**YOUR OBJECTIVE**
Here is a listing; work out how many of its lines contain the word "tool", and state only that number.

**TASK DATA**
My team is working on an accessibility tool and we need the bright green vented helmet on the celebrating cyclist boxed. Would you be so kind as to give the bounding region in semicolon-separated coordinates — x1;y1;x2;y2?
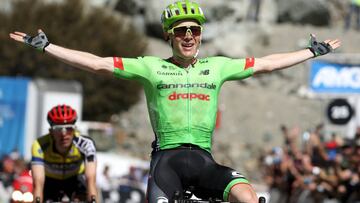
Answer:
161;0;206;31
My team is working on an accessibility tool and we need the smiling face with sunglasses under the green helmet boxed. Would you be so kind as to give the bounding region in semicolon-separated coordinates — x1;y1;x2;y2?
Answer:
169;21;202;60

---

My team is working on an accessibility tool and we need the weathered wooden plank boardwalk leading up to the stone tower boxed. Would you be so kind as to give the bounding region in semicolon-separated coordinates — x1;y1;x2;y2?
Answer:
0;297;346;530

**RESPONSE BELOW**
3